Aproximar o “mundo da surdocegueira” da sociedade. Essa é a proposta do especialista em educação especial Alex Garcia, no livro “Surdocegueira: empírica e científica”, que foi lançado na 54º Feira do Livro da Capital, no último domingo (2), também em formato acessível em MP3.

A obra foi concebida a partir das experiências pessoais de Garcia, que é surdocego, no seu trabalho como ativista da inclusão. Na tentativa de elucidar esta deficiência sem os “medos” que a cercam, “Surdocegueira: empírica e científica”, ressalta através de conhecimentos específicos desta condição e metodologias para a intervenção educacional, soluções para um mundo mais solidário e pautado pelo respeito. Confira a entrevista a seguir, onde o autor destaca alguns tópicos do livro, fala sobre preconceito contra deficientes e lança idéias para uma melhor convivência em sociedade.

PORTOWEB – Qual o objetivo específico “Surdocegueira: empírica e científica”?
Criar um movimento de inclusão social, de liberdade, autonomia e soberania plena das pessoas surdocegas. Demonstrar que nossas “diferenças” não são obstáculos impossíveis de serem transpostos. Que queremos e podemos ensinar e aprender como todo e qualquer cidadão.

PW – Quando surgiu a idéia de escrevê-lo?
A idéia amadurecia a cada dia. A cada “negação” de nossa identidade e de nossos direitos. Das exclusões cotidianas e da intensa necessidade de ser e existir dos surdocegos Não é uma idéia unitária, mas sim, a soma de fatos passados e presentes.

PW – Como foi o processo de criação?

Problema breve a:
Nos registros, reescreva o trecho desde a linha que contém "like [106, 125]." até o fim deles, trocando "patterned seat" por "striped seat" e deixando todo o resto igual.
O texto e os registros são materiais independentes entre si.

Registros fornecidos:
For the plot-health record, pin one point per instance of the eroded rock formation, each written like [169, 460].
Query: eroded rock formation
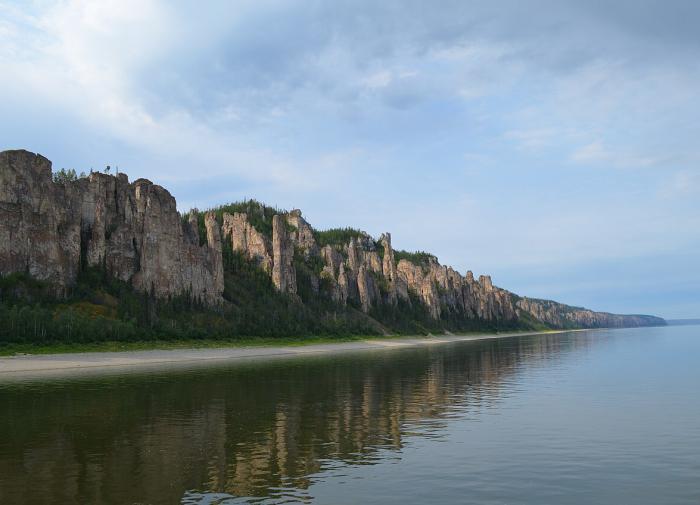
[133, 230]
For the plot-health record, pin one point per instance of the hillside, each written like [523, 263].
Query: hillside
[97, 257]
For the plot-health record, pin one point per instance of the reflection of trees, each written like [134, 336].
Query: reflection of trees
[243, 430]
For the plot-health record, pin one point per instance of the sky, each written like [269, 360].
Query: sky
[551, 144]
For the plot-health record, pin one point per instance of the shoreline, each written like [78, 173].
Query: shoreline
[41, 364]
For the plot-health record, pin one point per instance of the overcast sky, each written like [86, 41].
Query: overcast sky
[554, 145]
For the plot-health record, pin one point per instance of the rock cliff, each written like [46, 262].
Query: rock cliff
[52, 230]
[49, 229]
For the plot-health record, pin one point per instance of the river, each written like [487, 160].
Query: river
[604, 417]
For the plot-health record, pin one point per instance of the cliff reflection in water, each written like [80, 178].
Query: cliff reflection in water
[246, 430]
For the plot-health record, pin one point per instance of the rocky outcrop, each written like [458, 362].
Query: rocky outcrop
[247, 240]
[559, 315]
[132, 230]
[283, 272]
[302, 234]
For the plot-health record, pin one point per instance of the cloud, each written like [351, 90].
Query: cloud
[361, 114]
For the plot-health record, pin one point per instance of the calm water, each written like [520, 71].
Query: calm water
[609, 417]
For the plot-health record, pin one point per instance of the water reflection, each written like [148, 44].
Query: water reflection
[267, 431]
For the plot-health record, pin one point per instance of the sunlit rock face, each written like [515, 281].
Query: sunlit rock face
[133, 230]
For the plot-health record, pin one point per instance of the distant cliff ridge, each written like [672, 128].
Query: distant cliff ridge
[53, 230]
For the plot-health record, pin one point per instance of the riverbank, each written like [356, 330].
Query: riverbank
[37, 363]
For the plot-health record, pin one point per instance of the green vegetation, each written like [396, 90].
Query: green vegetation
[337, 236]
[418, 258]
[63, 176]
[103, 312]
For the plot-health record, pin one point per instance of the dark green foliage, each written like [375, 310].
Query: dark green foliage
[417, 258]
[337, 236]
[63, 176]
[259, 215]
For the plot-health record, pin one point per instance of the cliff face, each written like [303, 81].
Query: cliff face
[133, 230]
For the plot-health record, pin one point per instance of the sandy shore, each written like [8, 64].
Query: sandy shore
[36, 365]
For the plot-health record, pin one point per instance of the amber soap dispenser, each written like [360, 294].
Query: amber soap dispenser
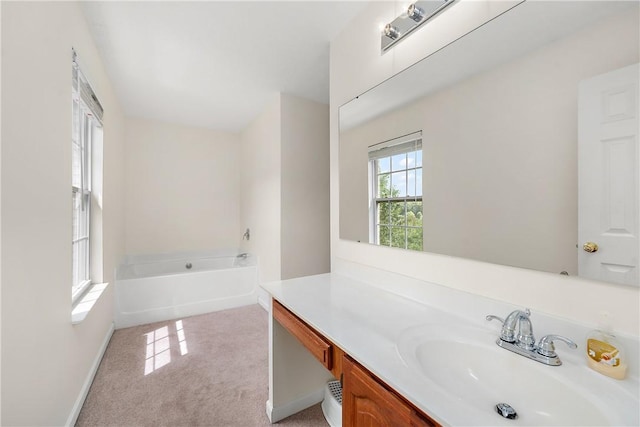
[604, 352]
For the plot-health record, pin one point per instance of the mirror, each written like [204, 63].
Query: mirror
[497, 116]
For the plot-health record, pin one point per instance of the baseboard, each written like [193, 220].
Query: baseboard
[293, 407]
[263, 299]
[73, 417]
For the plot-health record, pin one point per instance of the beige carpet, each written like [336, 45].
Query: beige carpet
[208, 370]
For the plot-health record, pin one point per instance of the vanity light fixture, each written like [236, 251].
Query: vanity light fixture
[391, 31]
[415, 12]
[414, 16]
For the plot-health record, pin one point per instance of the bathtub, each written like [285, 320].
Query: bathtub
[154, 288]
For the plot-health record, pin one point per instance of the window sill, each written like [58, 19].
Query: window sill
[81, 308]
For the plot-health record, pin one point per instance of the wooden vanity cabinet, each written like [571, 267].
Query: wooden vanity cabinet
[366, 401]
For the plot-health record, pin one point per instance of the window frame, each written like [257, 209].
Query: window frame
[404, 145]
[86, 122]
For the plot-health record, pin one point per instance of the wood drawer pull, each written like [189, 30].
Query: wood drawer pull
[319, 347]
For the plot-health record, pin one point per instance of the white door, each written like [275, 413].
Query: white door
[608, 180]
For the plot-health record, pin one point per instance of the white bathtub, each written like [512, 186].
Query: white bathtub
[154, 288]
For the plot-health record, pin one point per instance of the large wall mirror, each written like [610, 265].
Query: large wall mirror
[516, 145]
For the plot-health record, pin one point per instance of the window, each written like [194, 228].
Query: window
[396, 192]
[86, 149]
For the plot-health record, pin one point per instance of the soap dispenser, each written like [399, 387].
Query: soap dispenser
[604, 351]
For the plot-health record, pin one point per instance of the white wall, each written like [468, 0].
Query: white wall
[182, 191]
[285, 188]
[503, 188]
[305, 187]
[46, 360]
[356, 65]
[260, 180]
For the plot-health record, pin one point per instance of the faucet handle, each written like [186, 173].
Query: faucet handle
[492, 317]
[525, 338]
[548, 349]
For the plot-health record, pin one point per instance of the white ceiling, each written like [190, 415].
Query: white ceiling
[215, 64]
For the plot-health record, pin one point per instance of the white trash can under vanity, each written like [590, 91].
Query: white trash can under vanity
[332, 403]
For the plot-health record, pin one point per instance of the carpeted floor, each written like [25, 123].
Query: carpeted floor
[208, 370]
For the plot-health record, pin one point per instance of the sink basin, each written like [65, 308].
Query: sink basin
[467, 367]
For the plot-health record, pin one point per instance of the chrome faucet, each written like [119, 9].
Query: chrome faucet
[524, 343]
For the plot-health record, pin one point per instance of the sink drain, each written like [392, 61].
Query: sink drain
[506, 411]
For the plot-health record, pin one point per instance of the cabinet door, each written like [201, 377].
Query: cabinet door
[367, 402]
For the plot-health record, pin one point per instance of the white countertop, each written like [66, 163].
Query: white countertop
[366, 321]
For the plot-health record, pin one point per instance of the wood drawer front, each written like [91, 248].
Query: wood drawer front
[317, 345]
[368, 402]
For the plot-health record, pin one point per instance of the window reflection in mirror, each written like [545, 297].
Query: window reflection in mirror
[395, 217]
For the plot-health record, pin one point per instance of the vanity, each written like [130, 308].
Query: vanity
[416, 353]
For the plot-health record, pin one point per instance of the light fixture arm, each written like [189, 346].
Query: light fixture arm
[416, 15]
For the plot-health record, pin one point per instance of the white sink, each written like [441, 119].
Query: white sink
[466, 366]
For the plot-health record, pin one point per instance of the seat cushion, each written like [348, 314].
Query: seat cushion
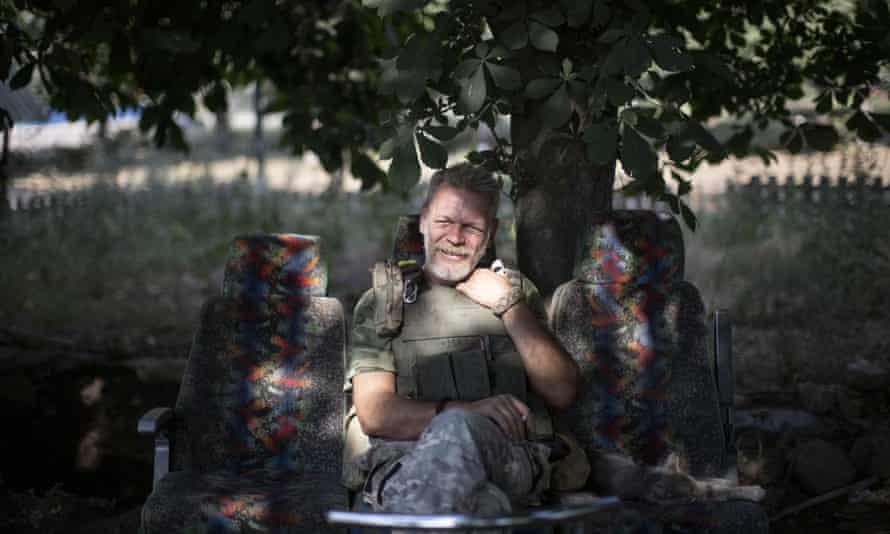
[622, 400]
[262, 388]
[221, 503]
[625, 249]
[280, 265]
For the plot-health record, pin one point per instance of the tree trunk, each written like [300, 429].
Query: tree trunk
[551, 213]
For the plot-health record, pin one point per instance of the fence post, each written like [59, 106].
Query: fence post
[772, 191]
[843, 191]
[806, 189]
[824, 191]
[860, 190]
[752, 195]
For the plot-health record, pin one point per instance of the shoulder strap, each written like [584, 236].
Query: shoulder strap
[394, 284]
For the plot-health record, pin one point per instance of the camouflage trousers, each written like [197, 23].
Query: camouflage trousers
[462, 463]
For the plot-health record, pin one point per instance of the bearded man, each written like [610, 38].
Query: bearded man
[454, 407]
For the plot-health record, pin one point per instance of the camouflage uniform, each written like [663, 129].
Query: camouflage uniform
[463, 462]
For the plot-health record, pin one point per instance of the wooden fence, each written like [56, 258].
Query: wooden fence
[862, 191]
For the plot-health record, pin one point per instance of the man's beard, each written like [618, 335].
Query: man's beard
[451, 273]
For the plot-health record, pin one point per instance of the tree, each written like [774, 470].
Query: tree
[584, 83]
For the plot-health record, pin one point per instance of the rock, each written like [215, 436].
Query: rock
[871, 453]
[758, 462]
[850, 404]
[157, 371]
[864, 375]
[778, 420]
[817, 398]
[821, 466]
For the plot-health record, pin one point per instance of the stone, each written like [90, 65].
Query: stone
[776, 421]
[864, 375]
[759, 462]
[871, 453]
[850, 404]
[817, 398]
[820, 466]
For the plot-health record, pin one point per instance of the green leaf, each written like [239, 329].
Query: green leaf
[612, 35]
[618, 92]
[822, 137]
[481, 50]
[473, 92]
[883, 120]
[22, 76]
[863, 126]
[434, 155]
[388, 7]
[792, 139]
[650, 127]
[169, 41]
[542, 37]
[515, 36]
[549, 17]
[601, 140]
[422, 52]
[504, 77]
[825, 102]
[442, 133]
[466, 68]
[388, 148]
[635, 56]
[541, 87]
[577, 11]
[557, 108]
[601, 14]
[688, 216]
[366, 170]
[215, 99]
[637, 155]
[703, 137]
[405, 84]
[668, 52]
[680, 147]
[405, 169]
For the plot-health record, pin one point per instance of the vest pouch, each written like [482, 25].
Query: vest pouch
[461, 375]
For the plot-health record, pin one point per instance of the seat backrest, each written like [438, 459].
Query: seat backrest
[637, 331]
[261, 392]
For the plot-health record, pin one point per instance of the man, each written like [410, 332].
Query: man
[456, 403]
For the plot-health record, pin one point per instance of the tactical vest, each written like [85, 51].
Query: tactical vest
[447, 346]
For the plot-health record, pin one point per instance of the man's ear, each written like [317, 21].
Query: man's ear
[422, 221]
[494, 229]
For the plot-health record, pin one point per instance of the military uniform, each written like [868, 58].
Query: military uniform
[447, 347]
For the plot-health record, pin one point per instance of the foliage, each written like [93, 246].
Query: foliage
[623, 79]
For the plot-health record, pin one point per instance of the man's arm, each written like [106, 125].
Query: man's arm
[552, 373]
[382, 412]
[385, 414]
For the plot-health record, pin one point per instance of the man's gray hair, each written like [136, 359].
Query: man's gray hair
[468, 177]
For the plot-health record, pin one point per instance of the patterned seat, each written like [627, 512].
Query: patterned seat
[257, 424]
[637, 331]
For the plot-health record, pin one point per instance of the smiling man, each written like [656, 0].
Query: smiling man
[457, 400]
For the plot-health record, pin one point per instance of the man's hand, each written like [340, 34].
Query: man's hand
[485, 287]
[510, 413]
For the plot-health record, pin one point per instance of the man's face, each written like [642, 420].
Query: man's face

Problema breve b:
No texto sobre o livro de Alex Garcia, transforme em lista o parágrafo que começa com "A obra foi concebida", preservando as informações principais.

Solução da tarefa a:
For the plot-health record, pin one point per instance of the man's arm, each written like [106, 125].
Query: man's arm
[552, 373]
[382, 412]
[385, 414]
For the plot-health record, pin one point per instance of the man's gray hair, each written like [136, 359].
Query: man's gray hair
[468, 177]
For the plot-health record, pin one point per instance of the striped seat, each written like [627, 512].
Query: striped seat
[257, 424]
[637, 331]
For the plot-health record, pin one point per instance of the smiling man, each written like [656, 0].
Query: smiling man
[457, 400]
For the plot-health record, pin one point per instance of the man's hand, each written like [340, 34].
Query: man's hand
[485, 287]
[510, 413]
For the plot-health record, pin one point per instance of the man's face, each written like [642, 420].
Query: man's face

Solução da tarefa b:
- O livro nasceu das experiências pessoais de Alex Garcia, que é surdocego, em seu trabalho como ativista da inclusão.
- Procura explicar a surdocegueira sem os "medos" que a cercam.
- Apresenta conhecimentos específicos sobre essa condição e metodologias de intervenção educacional como soluções para um mundo mais solidário e pautado pelo respeito.
- Na entrevista, o autor destaca tópicos do livro, fala sobre o preconceito contra deficientes e propõe ideias para uma melhor convivência em sociedade.